▶ **WHAT THE EXERCISE ASKS**: The expected output is the data itself, duplicated in full.

Saved entries
--------------------

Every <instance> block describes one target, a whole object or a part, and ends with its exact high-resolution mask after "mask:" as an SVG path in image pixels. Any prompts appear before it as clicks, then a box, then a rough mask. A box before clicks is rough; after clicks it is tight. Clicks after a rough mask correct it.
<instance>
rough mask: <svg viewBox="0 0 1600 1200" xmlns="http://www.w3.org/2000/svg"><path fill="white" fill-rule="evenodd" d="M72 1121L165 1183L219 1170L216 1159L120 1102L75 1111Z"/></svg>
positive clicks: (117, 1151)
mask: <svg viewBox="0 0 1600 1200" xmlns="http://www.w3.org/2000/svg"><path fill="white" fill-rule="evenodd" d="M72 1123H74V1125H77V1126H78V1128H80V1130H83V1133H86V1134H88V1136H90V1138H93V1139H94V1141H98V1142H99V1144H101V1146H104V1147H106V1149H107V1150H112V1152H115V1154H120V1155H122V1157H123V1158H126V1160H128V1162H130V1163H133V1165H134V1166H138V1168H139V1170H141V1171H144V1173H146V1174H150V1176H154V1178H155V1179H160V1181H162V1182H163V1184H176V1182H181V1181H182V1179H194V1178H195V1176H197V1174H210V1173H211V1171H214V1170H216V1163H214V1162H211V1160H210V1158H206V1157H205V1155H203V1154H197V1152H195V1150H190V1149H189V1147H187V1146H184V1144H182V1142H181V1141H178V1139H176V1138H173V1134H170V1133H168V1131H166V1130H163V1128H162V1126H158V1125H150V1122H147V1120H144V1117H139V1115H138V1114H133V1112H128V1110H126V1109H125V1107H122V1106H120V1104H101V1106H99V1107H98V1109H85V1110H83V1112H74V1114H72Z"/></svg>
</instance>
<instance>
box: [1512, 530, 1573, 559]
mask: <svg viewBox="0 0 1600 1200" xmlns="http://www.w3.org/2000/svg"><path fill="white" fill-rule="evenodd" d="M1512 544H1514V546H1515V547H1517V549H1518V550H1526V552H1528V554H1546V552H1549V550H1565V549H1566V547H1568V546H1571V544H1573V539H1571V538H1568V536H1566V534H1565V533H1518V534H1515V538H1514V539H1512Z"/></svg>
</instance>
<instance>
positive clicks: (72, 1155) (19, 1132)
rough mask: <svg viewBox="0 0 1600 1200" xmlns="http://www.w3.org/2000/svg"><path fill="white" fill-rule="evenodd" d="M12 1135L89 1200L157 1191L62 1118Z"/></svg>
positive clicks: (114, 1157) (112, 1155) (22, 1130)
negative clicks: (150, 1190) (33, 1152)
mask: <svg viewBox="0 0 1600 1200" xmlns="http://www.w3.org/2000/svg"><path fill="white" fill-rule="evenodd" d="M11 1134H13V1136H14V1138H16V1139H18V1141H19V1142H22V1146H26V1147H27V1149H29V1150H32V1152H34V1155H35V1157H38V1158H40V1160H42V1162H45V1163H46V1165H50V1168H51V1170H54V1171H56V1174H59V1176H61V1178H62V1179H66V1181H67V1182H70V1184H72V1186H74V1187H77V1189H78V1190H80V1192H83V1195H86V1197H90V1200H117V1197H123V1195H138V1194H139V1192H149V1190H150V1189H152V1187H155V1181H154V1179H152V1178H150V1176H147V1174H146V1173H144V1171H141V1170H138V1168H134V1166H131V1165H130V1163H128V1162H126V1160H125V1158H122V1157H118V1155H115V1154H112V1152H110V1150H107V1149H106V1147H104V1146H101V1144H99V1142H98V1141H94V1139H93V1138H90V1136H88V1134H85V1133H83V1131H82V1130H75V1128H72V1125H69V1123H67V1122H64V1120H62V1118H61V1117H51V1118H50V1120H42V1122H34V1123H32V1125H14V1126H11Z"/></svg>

--------------------

▶ **RESULT OF THE TASK**:
Every <instance> block describes one target, a whole object or a part, and ends with its exact high-resolution mask after "mask:" as an SVG path in image pixels. Any prompts appear before it as clicks, then a box, then a rough mask. A box before clicks is rough; after clicks it is tight. Clicks after a rough mask correct it.
<instance>
rough mask: <svg viewBox="0 0 1600 1200" xmlns="http://www.w3.org/2000/svg"><path fill="white" fill-rule="evenodd" d="M72 1121L165 1183L219 1170L216 1159L120 1102L75 1111Z"/></svg>
positive clicks: (117, 1151)
mask: <svg viewBox="0 0 1600 1200" xmlns="http://www.w3.org/2000/svg"><path fill="white" fill-rule="evenodd" d="M72 1123H74V1125H77V1126H78V1128H80V1130H83V1133H86V1134H88V1136H90V1138H93V1139H94V1141H98V1142H99V1144H101V1146H104V1147H106V1149H107V1150H112V1152H115V1154H120V1155H122V1157H123V1158H126V1160H128V1162H130V1163H133V1165H134V1166H138V1168H139V1170H141V1171H144V1173H146V1174H150V1176H154V1178H155V1179H160V1181H162V1182H163V1184H176V1182H181V1181H182V1179H194V1178H195V1176H197V1174H210V1173H211V1171H214V1170H216V1163H214V1162H211V1160H210V1158H206V1157H205V1155H203V1154H197V1152H195V1150H190V1149H189V1147H187V1146H184V1144H182V1142H181V1141H178V1139H176V1138H173V1134H170V1133H168V1131H166V1130H163V1128H162V1126H158V1125H150V1122H147V1120H144V1117H139V1115H138V1114H133V1112H128V1110H126V1109H125V1107H122V1106H120V1104H101V1106H99V1107H98V1109H85V1110H83V1112H74V1114H72Z"/></svg>
</instance>
<instance>
box: [1512, 530, 1573, 559]
mask: <svg viewBox="0 0 1600 1200" xmlns="http://www.w3.org/2000/svg"><path fill="white" fill-rule="evenodd" d="M1512 544H1514V546H1515V547H1517V549H1518V550H1526V552H1528V554H1546V552H1549V550H1565V549H1566V547H1568V546H1571V544H1573V539H1571V538H1568V536H1566V534H1565V533H1518V534H1515V538H1514V539H1512Z"/></svg>
</instance>
<instance>
positive clicks: (72, 1155) (19, 1132)
rough mask: <svg viewBox="0 0 1600 1200" xmlns="http://www.w3.org/2000/svg"><path fill="white" fill-rule="evenodd" d="M12 1135L89 1200L157 1191L62 1118Z"/></svg>
positive clicks: (114, 1157) (112, 1155) (22, 1130)
negative clicks: (150, 1190) (33, 1152)
mask: <svg viewBox="0 0 1600 1200" xmlns="http://www.w3.org/2000/svg"><path fill="white" fill-rule="evenodd" d="M11 1134H13V1136H14V1138H16V1139H18V1141H19V1142H22V1146H26V1147H27V1149H29V1150H32V1152H34V1155H35V1157H38V1158H40V1160H42V1162H45V1163H46V1165H50V1168H51V1170H54V1171H56V1174H59V1176H61V1178H62V1179H66V1181H67V1182H70V1184H72V1186H74V1187H77V1189H78V1190H80V1192H83V1195H86V1197H90V1200H117V1197H123V1195H138V1194H139V1192H149V1190H150V1189H152V1187H155V1181H154V1179H152V1178H150V1176H147V1174H146V1173H144V1171H141V1170H138V1168H134V1166H131V1165H130V1163H128V1162H126V1160H125V1158H122V1157H118V1155H115V1154H112V1152H110V1150H107V1149H106V1147H104V1146H101V1144H99V1142H98V1141H94V1139H93V1138H90V1136H88V1134H85V1133H83V1131H82V1130H75V1128H72V1125H69V1123H67V1122H64V1120H62V1118H61V1117H51V1118H50V1120H42V1122H34V1123H32V1125H14V1126H11Z"/></svg>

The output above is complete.